Written problem:
Pick out every line in the records below that contains the word "instance", and copy those lines.

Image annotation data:

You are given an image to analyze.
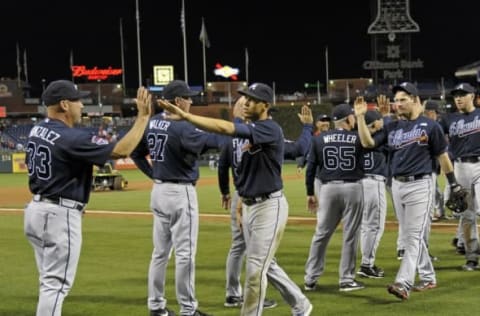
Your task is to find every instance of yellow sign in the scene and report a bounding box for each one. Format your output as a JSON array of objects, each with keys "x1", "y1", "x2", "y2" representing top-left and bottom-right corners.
[{"x1": 153, "y1": 66, "x2": 173, "y2": 86}]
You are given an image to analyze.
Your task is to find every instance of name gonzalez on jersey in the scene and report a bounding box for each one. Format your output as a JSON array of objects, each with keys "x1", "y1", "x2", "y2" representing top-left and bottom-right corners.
[{"x1": 29, "y1": 126, "x2": 60, "y2": 145}]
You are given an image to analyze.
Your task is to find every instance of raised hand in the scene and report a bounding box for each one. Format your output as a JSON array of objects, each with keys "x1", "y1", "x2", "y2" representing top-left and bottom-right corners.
[
  {"x1": 157, "y1": 99, "x2": 187, "y2": 119},
  {"x1": 353, "y1": 96, "x2": 367, "y2": 116},
  {"x1": 297, "y1": 105, "x2": 313, "y2": 125},
  {"x1": 377, "y1": 94, "x2": 390, "y2": 116},
  {"x1": 135, "y1": 87, "x2": 152, "y2": 117}
]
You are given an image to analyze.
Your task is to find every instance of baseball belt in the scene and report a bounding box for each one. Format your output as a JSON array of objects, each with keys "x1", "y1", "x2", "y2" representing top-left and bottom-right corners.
[{"x1": 33, "y1": 194, "x2": 85, "y2": 212}]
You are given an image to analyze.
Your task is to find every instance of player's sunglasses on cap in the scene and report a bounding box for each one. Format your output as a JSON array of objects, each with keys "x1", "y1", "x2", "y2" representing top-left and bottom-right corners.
[
  {"x1": 238, "y1": 83, "x2": 273, "y2": 104},
  {"x1": 162, "y1": 80, "x2": 199, "y2": 100},
  {"x1": 316, "y1": 114, "x2": 332, "y2": 122},
  {"x1": 332, "y1": 103, "x2": 354, "y2": 121},
  {"x1": 450, "y1": 82, "x2": 475, "y2": 97},
  {"x1": 42, "y1": 80, "x2": 90, "y2": 106},
  {"x1": 392, "y1": 82, "x2": 418, "y2": 96},
  {"x1": 365, "y1": 110, "x2": 382, "y2": 127}
]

Result:
Your task is to find every instance of yellow sign in the scene and report a bounding box for each one. Format your output as a JSON array of objects, each with keys "x1", "y1", "x2", "y2" representing top-left and bottom-right corners.
Your task is to find every instance of name gonzalez on jersey in the scene and report a bounding box for each one. Format your output as a JSON array of objects, each with keys "x1", "y1", "x2", "y2" representing top-left and bottom-right corners.
Your task is to find every instance of raised hand in the scene and report a bounding box for each one. Format your output as a JSON array of objects, each with keys "x1", "y1", "x2", "y2" representing top-left and bottom-right corners.
Your task is to find every instance of baseball belt in the scene and report a bounding box for each one. Format your output as a JSON array of objects, each with keys "x1", "y1", "x2", "y2" representing top-left and bottom-right corners.
Your task is to find every instance of player's sunglasses on cap in the scene and report a bounding box for each one. Format your output as a JSON array of objects, each with keys "x1", "y1", "x2", "y2" representing top-left and bottom-right corners.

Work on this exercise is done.